## Records to process
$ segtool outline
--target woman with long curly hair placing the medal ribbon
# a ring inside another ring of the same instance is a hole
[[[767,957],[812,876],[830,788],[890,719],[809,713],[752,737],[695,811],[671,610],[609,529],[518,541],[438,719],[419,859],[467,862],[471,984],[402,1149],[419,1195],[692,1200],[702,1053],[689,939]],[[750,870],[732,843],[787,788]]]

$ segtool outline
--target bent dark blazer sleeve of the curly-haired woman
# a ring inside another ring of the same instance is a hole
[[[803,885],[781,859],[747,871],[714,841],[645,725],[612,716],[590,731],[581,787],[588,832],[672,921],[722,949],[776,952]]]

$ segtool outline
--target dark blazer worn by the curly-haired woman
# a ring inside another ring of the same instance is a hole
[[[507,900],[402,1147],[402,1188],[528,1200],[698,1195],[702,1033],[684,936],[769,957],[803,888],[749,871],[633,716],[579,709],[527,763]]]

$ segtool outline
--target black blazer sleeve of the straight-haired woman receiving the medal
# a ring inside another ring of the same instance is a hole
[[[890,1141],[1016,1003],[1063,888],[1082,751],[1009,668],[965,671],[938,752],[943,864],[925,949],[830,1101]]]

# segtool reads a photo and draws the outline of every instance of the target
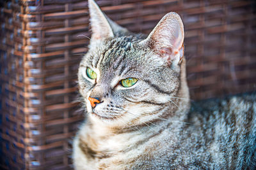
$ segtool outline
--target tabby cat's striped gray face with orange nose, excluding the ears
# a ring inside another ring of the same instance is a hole
[[[157,113],[170,103],[170,96],[175,96],[179,87],[179,73],[149,48],[127,40],[99,42],[90,48],[79,67],[79,87],[88,113],[103,121],[123,117],[121,121],[129,122],[143,114]],[[90,69],[93,77],[88,73]],[[88,97],[100,103],[93,108]]]

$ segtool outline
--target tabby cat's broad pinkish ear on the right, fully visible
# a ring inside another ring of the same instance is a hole
[[[167,62],[176,66],[184,55],[184,26],[177,13],[166,14],[140,45],[149,46]]]

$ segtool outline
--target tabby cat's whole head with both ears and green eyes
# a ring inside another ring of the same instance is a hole
[[[144,37],[115,24],[94,1],[88,3],[93,33],[78,78],[89,117],[134,125],[178,110],[178,98],[188,97],[179,15],[166,14]]]

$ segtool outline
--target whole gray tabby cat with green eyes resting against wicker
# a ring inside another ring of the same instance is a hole
[[[92,38],[78,71],[86,120],[73,143],[75,169],[256,168],[255,94],[191,109],[177,13],[145,36],[88,5]]]

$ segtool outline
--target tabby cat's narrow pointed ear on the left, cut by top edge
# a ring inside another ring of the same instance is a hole
[[[88,0],[90,11],[90,24],[92,27],[91,39],[113,38],[120,32],[128,32],[127,29],[109,19],[93,0]]]

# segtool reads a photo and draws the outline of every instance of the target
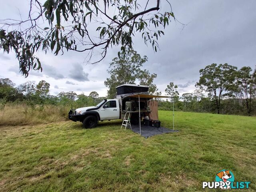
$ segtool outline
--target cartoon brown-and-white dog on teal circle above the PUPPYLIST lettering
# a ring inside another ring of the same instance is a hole
[[[215,181],[223,184],[220,185],[221,189],[230,189],[230,182],[234,182],[234,174],[230,170],[221,170],[216,174]]]

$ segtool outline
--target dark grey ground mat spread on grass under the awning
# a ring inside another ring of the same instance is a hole
[[[135,133],[140,134],[140,126],[132,125],[132,131]],[[148,138],[154,135],[160,135],[164,133],[172,133],[172,132],[179,132],[178,130],[171,130],[165,127],[152,127],[152,126],[144,126],[141,125],[141,136]]]

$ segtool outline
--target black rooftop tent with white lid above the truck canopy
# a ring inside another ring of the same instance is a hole
[[[117,95],[140,93],[140,92],[148,92],[148,87],[143,85],[136,85],[136,84],[124,84],[116,87]]]

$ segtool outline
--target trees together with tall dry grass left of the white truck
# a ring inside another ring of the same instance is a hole
[[[104,98],[97,92],[88,96],[75,92],[49,94],[50,84],[28,81],[15,86],[8,78],[0,79],[0,126],[35,125],[68,120],[73,108],[95,106]]]

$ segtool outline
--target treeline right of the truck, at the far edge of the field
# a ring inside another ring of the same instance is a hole
[[[175,110],[256,115],[256,69],[244,66],[238,70],[228,64],[211,64],[200,70],[195,86],[193,93],[181,97],[178,86],[172,82],[167,86],[165,92],[174,99]],[[159,108],[172,110],[172,101],[159,101]]]

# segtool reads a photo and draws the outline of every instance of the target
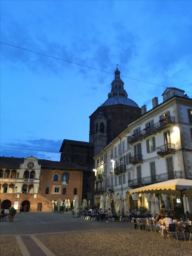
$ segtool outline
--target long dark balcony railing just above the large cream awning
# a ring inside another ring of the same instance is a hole
[[[157,183],[161,181],[168,181],[168,180],[179,179],[179,178],[182,178],[181,171],[165,172],[165,173],[156,174],[153,176],[145,176],[137,179],[132,179],[128,181],[128,186],[146,185],[150,183]]]

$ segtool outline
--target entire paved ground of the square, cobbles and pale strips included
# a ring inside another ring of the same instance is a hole
[[[4,256],[192,255],[192,243],[132,228],[129,222],[91,222],[70,213],[17,213],[12,223],[0,223],[0,252]]]

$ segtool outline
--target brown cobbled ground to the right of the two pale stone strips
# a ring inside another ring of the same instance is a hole
[[[101,230],[36,235],[57,256],[191,256],[192,243],[138,230]]]

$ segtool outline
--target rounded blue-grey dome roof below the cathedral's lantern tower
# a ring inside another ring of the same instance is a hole
[[[112,105],[117,105],[117,104],[122,104],[122,105],[127,105],[130,107],[134,107],[134,108],[139,108],[137,103],[134,102],[132,99],[128,99],[128,98],[121,97],[121,96],[115,96],[115,97],[111,97],[111,98],[107,99],[107,101],[105,101],[101,105],[101,107],[107,107],[107,106],[112,106]]]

## What the task asks
Could you retype all the entries above exactly, without the pictures?

## Task answer
$ segtool outline
--target woman with long curly hair placing the medal ribbon
# a ring inside another ring of the same instance is a hole
[[[767,957],[812,876],[830,788],[890,719],[809,713],[752,737],[695,811],[671,610],[609,529],[518,541],[438,719],[419,859],[467,862],[471,984],[402,1149],[419,1195],[692,1200],[702,1053],[689,939]],[[750,870],[732,843],[787,788]]]

$ segtool outline
--target bent dark blazer sleeve of the curly-haired woman
# a ring inside another ring of the same instance is a hole
[[[803,885],[781,859],[747,871],[714,841],[645,725],[612,716],[590,731],[581,787],[588,832],[672,921],[722,949],[776,952]]]

$ segtool outline
--target dark blazer worn by the curly-haired woman
# a ring inside another ring of the same instance is a hole
[[[507,900],[402,1147],[402,1188],[528,1200],[698,1195],[702,1033],[684,936],[769,957],[803,888],[749,871],[633,716],[579,709],[527,763]]]

$ segtool outline
--target black blazer sleeve of the straight-haired woman receiving the medal
# a ring inside another ring of the same instance is a hole
[[[890,1141],[1016,1003],[1063,888],[1082,751],[1009,668],[965,671],[938,752],[943,864],[925,949],[830,1101]]]

# segtool reads a photo and draws the outline of every instance of the target
$ segtool outline
--target tabby cat's striped gray face with orange nose, excluding the ears
# a ring inside another ring of the same instance is a hole
[[[157,113],[170,103],[170,96],[175,96],[179,87],[179,73],[149,48],[127,40],[99,42],[90,48],[79,67],[79,87],[88,113],[103,121],[123,117],[121,121],[129,122],[143,114]],[[90,69],[93,77],[88,73]],[[88,97],[100,103],[93,108]]]

$ segtool outline
--target tabby cat's broad pinkish ear on the right, fully visible
# a ring inside another ring of the same instance is a hole
[[[167,62],[176,66],[184,55],[184,26],[177,13],[166,14],[140,45],[149,46]]]

$ segtool outline
--target tabby cat's whole head with both ears and green eyes
# a ring inside another ring of the same instance is a hole
[[[144,37],[115,24],[94,1],[88,3],[93,33],[78,78],[89,117],[134,125],[178,110],[178,98],[188,97],[179,15],[166,14]]]

$ segtool outline
--target whole gray tabby cat with green eyes resting against wicker
# a ring inside another ring of the same instance is a hole
[[[92,38],[78,71],[86,120],[73,143],[75,169],[256,168],[255,94],[191,109],[177,13],[145,36],[88,5]]]

$ segtool outline
--target tabby cat's narrow pointed ear on the left, cut by top edge
# a ring inside another ring of the same instance is a hole
[[[88,0],[90,11],[90,24],[92,27],[91,39],[113,38],[120,32],[128,32],[127,29],[109,19],[93,0]]]

# segtool reads a photo and draws the outline of every instance of the target
$ segtool outline
--target cartoon brown-and-white dog on teal circle above the PUPPYLIST lettering
# a ring inside another ring of the same instance is a hole
[[[215,181],[223,184],[220,185],[221,189],[230,189],[230,182],[234,182],[234,174],[230,170],[221,170],[216,174]]]

$ segtool outline
--target dark grey ground mat spread on grass under the awning
# a ring inside another ring of the same instance is a hole
[[[135,133],[140,134],[140,126],[132,125],[132,131]],[[148,138],[154,135],[160,135],[164,133],[172,133],[172,132],[179,132],[178,130],[171,130],[165,127],[152,127],[152,126],[144,126],[141,125],[141,136]]]

$ segtool outline
--target black rooftop tent with white lid above the truck canopy
# a ring inside another ring of the same instance is a hole
[[[117,95],[140,93],[140,92],[148,92],[148,87],[143,85],[136,85],[136,84],[124,84],[116,87]]]

$ segtool outline
--target trees together with tall dry grass left of the white truck
# a ring inside another ring of the same instance is a hole
[[[104,98],[97,92],[88,96],[75,92],[49,94],[50,84],[28,81],[15,86],[8,78],[0,79],[0,126],[35,125],[68,120],[73,108],[95,106]]]

$ segtool outline
--target treeline right of the truck, at the far edge of the field
# a ring inside another ring of the same instance is a hole
[[[175,110],[256,115],[256,69],[244,66],[238,70],[228,64],[211,64],[200,70],[195,86],[193,93],[181,97],[178,86],[172,82],[167,86],[165,92],[174,99]],[[159,108],[172,110],[172,101],[159,101]]]

# segtool reads a photo and draws the outline of every instance of the target
$ segtool outline
--target long dark balcony railing just above the large cream awning
# a ring inside another ring of the same instance is a hole
[[[157,183],[161,181],[168,181],[168,180],[179,179],[179,178],[182,178],[181,171],[165,172],[165,173],[156,174],[153,176],[145,176],[137,179],[132,179],[128,181],[128,186],[146,185],[150,183]]]

$ segtool outline
--target entire paved ground of the square, cobbles and pale strips included
# a ring inside another ring of the same instance is a hole
[[[4,256],[192,255],[192,243],[132,228],[129,222],[91,222],[70,213],[17,213],[12,223],[0,223],[0,252]]]

$ segtool outline
--target brown cobbled ground to the right of the two pale stone strips
# a ring inside another ring of the same instance is a hole
[[[101,230],[36,235],[57,256],[191,256],[192,243],[138,230]]]

$ segtool outline
--target rounded blue-grey dome roof below the cathedral's lantern tower
# a ring inside another ring of the same instance is a hole
[[[112,105],[117,105],[117,104],[122,104],[122,105],[127,105],[130,107],[134,107],[134,108],[139,108],[137,103],[134,102],[132,99],[128,99],[128,98],[121,97],[121,96],[115,96],[115,97],[111,97],[111,98],[107,99],[107,101],[105,101],[101,105],[101,107],[107,107],[107,106],[112,106]]]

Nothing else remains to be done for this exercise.